*Written exercise*. In the review of the Scott Walker and Jacques Brel compilation, on what date was the CD released in the UK?

*Excerpted passage*.
..............................
Swinging door cemeteries, witches at night, rabid dogs, blackish shadows cowering and if she should go away, moons that stand still, sailors that die, sailors swallowing moons, chaps in crisis playing Amsterdam accordions, fishheads and tails, sad tears and nightmare fears, muggy hot mornings, songs sung by handsome fellows, Spanish bums with borrowed guitars getting drunk every night, gonorrhea, naked as sin, Jackie's opium dens, sons of saints, children with no complaints held by old women too old to give a damn - and NEXT! NEXT! NEXT! Yes folks, its laugh-a-minute Scott Walker meets the drop-your-trousers hilarity of Jacques Brel...

You'd have to say that the ludicrously over-the-top melodrama Scott Walker (along with Producer John Franz and Orchestral Arranger Wally Stott) brought in the late 60ts to already overwrought Jacques Brel brothel hymns and tunes about death and misery guts would be – ahem – an acquired taste. Whiskey and mud and Mathilde’s come back to me once more. Here are the bible truths at the funeral of his youth from an unlit mind (nice)…

UK released Friday, 31 January 2020 (14 February 2020 in the USA) - "Scott Walker Meets Jacques Brel" by SCOTT WALKER and JACQUES BREL on Ace Records CDTOP 1565 (Barcode 029667097420) is a 19-Track CD Compilation with 9 Tracks to SW (Tracks 1 to 9) and 10 to JB (Tracks 10 to 19) that plays out as follows (63:21 minutes):

1. Mathilde (from the September 1967 UK debut solo album "Scott" on Philips SBL 7816 in Stereo)
2. My Death (from the September 1967 UK debut solo album "Scott" on Philips SBL 7816 in Stereo)
3. Amsterdam (from the September 1967 UK debut solo album "Scott" on Philips SBL 7816 in Stereo)
4. Jackie (from the March 1968 UK second solo album "Scott 2" on Philips SBL 7840 in Stereo)
5. Next (from the March 1968 UK second solo album "Scott 2" on Philips SBL 7840 in Stereo)
6. The Girls And The Dogs (from the March 1968 UK second solo album "Scott 2" on Philips SBL 7840 in Stereo)
..............................
*Supplied data*.
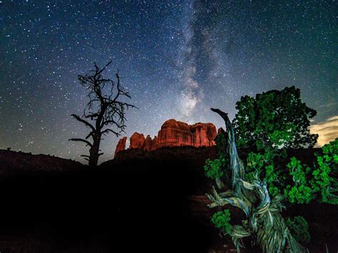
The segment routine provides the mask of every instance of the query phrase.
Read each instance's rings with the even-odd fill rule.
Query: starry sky
[[[0,148],[83,161],[77,76],[110,60],[139,108],[128,137],[170,118],[218,128],[210,108],[233,118],[242,95],[295,86],[323,144],[338,137],[337,16],[334,1],[0,0]]]

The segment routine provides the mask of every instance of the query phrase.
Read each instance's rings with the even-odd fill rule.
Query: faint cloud
[[[322,146],[338,138],[338,115],[310,126],[310,132],[319,136],[317,145]]]

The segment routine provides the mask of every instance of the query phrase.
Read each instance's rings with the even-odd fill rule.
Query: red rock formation
[[[127,141],[127,137],[125,136],[122,139],[118,140],[118,145],[116,145],[116,149],[115,150],[115,155],[114,158],[116,156],[116,154],[120,152],[121,150],[124,150],[126,149],[126,143]]]
[[[145,141],[143,134],[134,133],[130,137],[130,145],[129,148],[143,148],[143,144]]]
[[[161,147],[210,147],[215,145],[214,139],[216,136],[216,128],[212,123],[198,123],[190,125],[170,119],[162,125],[158,137],[155,136],[153,139],[149,135],[145,138],[143,134],[135,133],[130,137],[129,148],[150,151]],[[120,140],[115,155],[125,148],[126,140]]]

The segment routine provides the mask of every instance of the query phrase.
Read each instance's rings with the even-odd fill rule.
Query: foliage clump
[[[242,96],[236,109],[232,123],[239,148],[312,148],[317,143],[318,135],[309,130],[317,112],[302,102],[295,86]]]
[[[307,222],[302,217],[285,220],[282,201],[287,205],[314,200],[338,204],[338,138],[324,145],[312,164],[288,155],[290,148],[312,148],[318,138],[308,128],[317,112],[302,103],[300,91],[294,86],[242,97],[236,108],[232,123],[226,113],[212,109],[225,119],[227,135],[217,135],[218,157],[208,160],[205,170],[220,190],[232,188],[220,194],[213,188],[209,206],[230,204],[242,209],[248,220],[231,226],[230,215],[218,212],[212,222],[232,238],[237,250],[241,238],[254,236],[266,252],[302,252],[297,242],[309,241]],[[244,162],[236,144],[245,151]],[[280,240],[285,237],[287,242]]]

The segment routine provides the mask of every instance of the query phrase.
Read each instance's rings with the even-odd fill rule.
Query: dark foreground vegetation
[[[293,153],[304,162],[312,157],[308,150]],[[205,176],[203,165],[205,159],[216,155],[214,148],[162,148],[152,153],[129,150],[115,160],[89,169],[58,158],[0,150],[0,250],[205,252],[234,249],[230,239],[219,237],[210,222],[214,210],[206,206],[209,200],[205,193],[212,182]],[[25,161],[25,167],[18,167],[22,162],[16,160]],[[43,167],[46,164],[49,166]],[[242,219],[240,212],[229,209],[232,220]],[[295,215],[304,217],[309,223],[311,241],[304,246],[310,252],[325,252],[327,246],[330,252],[338,250],[337,206],[296,205],[285,214]]]

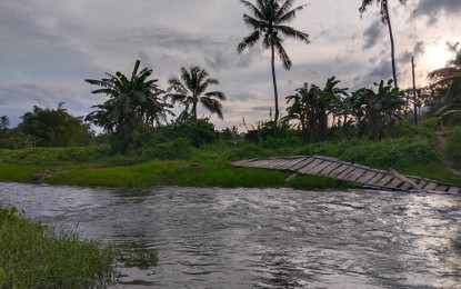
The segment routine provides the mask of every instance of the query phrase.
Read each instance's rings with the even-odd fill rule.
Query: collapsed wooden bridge
[[[232,166],[283,170],[292,173],[321,175],[380,190],[461,193],[461,186],[403,176],[392,169],[390,171],[371,169],[322,156],[245,159],[234,161]]]

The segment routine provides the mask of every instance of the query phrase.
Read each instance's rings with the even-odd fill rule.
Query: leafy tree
..............................
*Result*. Friday, 31 January 2020